--- Start INFORMATION SHOWN ---

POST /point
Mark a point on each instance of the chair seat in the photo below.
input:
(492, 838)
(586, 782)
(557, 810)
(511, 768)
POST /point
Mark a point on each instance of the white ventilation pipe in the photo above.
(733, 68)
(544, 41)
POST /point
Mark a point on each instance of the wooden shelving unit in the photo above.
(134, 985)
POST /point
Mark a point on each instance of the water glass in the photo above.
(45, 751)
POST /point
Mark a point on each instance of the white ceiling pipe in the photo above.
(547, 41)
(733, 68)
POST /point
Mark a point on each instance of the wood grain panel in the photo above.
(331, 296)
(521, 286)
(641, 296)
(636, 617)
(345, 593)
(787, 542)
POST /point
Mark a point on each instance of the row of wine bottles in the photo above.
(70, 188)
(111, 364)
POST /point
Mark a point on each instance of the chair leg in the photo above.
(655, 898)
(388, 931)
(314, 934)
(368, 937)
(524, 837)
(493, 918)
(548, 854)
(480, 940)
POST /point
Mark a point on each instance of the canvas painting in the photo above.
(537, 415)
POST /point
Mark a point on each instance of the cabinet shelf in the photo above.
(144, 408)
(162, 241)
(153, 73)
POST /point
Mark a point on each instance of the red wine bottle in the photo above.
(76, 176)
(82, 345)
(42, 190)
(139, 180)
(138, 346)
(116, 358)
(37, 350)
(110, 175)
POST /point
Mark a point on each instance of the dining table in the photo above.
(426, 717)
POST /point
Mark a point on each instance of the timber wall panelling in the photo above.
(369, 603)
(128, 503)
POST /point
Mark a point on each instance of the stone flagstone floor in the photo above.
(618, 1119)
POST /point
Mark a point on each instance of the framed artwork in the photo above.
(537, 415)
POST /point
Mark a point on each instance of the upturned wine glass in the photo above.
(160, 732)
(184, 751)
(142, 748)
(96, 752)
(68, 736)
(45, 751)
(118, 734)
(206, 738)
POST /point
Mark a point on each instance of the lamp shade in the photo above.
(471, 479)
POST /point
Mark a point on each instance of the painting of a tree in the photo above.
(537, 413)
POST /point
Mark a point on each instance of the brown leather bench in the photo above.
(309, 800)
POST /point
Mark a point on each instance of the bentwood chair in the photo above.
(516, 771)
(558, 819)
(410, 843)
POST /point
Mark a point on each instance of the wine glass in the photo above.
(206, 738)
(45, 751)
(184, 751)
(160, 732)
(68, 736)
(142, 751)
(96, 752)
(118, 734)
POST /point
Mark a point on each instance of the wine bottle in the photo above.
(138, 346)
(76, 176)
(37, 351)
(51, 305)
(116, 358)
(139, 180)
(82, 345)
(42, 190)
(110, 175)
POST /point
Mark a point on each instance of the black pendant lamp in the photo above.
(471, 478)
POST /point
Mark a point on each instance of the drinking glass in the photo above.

--- End INFORMATION SHOWN ---

Copy out all of the lines above exactly.

● **WRITTEN SOLUTION**
POST /point
Mark a point on each instance of the chair seat in the photo below.
input:
(492, 838)
(586, 782)
(557, 810)
(511, 768)
POST /point
Mark a point on each instance of the white ventilation pipe in the photo above.
(733, 68)
(544, 41)
POST /point
Mark a point on each instance of the wooden shelving unit in the photo above.
(134, 985)
POST /point
Mark a point on each instance of the water glass in the photo above.
(45, 751)
POST /point
Mark a point on each instance of the white ceiling pipe in the photo above.
(547, 41)
(733, 68)
POST /point
Mark a point on each instance of the wood grain panel in the photo above.
(331, 296)
(521, 286)
(641, 296)
(636, 617)
(345, 593)
(787, 542)
POST /point
Mark a point on each instance of the row of wine bottles in the photo above.
(70, 188)
(111, 364)
POST /point
Mark a point on each instance of the chair leg in the photo above.
(655, 898)
(388, 931)
(314, 934)
(368, 937)
(524, 837)
(493, 918)
(548, 854)
(480, 940)
POST /point
Mark a point on each instance of the canvas painting in the photo above.
(537, 415)
POST /point
Mark a point on each instance of the cabinet shelf in the photo above.
(144, 408)
(162, 241)
(153, 73)
POST /point
Mark a point on each instance of the red wine bottle in the photo above.
(76, 176)
(82, 345)
(42, 190)
(139, 180)
(138, 346)
(116, 358)
(37, 350)
(110, 175)
POST /point
Mark a point on each instance of the dining table in the photo above.
(426, 717)
POST /point
Mark a point on each instance of the timber wall panelling in the photo above.
(369, 603)
(128, 503)
POST /point
Mark a point on each instance of the stone flagstone floor in the photo above.
(618, 1119)
POST /point
Mark a point on each instance of the framed artwork in the photo above.
(537, 415)
POST /point
Mark a point on each instance of the upturned wine glass in the photo above.
(160, 732)
(184, 751)
(142, 748)
(96, 752)
(68, 736)
(45, 751)
(118, 734)
(206, 738)
POST /point
Mark a point on each instance of the lamp shade in the photo above.
(471, 479)
POST /point
Mark a point on each instance of the painting of a tree in the photo above.
(537, 413)
POST /point
Mark a point on each instance of the brown leather bench in the photo above.
(309, 800)
POST /point
Mark a point on each instance of the bentwood chair in the photo above.
(516, 771)
(558, 819)
(410, 843)
POST /point
Mark a point on each instance of the wine glass in the photo above.
(206, 738)
(45, 751)
(184, 751)
(160, 732)
(68, 736)
(142, 751)
(96, 752)
(118, 734)
POST /point
Mark a point on each instance of the wine bottle in the photo above.
(138, 346)
(76, 176)
(37, 351)
(51, 305)
(116, 358)
(139, 180)
(82, 345)
(42, 190)
(110, 175)
POST /point
Mark a point on each instance of the black pendant lamp in the photo above.
(471, 478)
POST /point
Mark a point on each instance of the drinking glass in the photo above.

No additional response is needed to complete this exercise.